ACTIVITY: Return exactly the lines of the records below, starting at the line that contains "query | blazer lapel" and ending at the line that contains "query | wooden table", with both of those lines kept.

GIVEN DATA:

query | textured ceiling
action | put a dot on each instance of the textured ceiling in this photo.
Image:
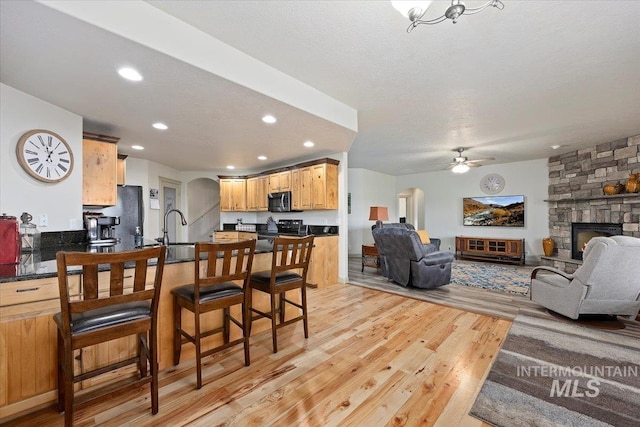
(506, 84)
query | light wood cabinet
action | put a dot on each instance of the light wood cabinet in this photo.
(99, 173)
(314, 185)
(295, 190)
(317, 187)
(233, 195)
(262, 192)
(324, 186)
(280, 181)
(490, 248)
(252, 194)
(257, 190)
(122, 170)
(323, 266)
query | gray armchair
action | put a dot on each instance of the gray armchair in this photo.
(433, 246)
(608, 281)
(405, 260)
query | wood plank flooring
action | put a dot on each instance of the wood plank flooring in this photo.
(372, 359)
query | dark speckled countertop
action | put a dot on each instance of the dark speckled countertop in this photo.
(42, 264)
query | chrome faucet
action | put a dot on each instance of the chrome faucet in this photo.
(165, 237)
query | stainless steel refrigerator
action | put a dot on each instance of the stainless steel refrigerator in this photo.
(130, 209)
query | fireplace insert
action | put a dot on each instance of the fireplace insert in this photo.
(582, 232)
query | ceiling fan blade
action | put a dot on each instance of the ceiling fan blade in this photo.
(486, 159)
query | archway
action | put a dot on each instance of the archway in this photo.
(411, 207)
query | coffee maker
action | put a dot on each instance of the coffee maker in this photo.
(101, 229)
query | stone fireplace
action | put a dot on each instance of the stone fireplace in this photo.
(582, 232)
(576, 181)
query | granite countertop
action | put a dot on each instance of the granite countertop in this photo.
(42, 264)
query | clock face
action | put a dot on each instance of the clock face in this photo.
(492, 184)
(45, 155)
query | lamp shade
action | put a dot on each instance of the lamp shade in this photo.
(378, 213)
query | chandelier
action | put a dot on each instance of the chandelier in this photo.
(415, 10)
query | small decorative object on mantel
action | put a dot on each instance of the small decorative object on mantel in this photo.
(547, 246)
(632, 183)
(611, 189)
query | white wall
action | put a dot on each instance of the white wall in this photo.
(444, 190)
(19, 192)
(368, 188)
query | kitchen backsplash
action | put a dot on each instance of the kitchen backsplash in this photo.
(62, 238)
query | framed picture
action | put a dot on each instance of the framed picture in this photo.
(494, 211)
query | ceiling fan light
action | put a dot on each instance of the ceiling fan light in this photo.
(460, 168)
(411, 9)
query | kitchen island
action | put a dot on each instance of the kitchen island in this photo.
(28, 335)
---
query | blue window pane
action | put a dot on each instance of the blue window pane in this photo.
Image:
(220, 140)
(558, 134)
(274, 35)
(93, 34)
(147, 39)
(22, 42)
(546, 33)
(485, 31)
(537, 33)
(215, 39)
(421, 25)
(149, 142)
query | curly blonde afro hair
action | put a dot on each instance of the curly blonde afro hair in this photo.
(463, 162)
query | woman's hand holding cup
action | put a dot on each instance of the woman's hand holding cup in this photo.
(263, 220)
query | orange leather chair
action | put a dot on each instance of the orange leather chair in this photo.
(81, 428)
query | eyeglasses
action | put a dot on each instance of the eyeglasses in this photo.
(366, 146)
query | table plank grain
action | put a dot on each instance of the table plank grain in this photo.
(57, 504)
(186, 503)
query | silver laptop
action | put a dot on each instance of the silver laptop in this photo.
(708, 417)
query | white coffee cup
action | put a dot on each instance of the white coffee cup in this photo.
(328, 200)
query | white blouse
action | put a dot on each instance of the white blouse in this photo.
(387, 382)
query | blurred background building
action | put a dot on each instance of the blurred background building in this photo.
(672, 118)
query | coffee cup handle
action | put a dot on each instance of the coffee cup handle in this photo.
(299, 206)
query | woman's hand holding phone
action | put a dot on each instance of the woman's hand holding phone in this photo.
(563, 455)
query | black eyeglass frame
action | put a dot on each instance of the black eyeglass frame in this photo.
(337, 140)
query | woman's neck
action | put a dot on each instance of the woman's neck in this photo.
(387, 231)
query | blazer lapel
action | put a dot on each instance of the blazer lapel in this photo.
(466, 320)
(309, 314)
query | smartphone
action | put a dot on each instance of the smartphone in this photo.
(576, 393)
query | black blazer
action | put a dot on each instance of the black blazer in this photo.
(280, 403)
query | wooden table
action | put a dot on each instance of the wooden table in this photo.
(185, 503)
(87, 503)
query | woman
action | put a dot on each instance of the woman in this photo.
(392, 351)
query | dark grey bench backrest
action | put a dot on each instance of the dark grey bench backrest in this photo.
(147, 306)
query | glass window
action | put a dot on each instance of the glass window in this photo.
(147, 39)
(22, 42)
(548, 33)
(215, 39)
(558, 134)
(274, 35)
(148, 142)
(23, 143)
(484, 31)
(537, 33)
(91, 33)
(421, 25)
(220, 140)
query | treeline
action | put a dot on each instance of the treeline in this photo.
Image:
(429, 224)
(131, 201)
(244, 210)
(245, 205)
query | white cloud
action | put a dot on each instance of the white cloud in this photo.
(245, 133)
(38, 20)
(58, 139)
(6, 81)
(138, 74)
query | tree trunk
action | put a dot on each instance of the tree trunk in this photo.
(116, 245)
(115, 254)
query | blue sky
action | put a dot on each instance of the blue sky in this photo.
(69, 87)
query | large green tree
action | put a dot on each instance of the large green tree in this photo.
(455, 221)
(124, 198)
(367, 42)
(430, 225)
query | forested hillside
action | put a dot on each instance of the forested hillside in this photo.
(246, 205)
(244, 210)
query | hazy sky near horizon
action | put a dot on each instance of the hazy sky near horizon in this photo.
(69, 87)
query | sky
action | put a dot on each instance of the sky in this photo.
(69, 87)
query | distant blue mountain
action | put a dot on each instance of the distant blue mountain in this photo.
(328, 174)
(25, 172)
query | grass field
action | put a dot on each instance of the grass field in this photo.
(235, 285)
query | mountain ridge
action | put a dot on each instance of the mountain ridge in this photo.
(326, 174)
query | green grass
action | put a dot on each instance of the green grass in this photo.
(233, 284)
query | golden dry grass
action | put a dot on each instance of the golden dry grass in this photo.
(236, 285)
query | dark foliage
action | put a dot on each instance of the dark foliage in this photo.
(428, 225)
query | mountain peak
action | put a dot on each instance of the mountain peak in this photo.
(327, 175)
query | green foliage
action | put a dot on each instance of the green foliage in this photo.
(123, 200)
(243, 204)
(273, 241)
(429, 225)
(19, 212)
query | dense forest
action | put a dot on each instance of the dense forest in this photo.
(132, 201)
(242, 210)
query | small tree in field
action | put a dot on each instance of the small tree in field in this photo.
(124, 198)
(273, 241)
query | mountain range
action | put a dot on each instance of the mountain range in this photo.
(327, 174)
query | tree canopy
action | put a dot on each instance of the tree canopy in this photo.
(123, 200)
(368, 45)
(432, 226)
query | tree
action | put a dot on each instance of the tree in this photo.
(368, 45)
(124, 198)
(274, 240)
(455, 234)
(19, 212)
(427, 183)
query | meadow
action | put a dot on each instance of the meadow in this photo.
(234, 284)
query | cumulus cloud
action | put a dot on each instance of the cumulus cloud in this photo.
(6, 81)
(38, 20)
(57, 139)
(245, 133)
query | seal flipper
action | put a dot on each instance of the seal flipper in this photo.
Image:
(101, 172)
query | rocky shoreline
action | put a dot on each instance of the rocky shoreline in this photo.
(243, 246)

RESULT:
query | blazer lapel
action | put a dot on each instance of the blazer lapel in this photo.
(466, 320)
(309, 314)
query | smartphone
action | put a dot on each instance of the smartphone in this photo.
(576, 393)
query | black blazer
action | put a dot on each instance of the black blazer in this photo.
(280, 403)
query | wooden table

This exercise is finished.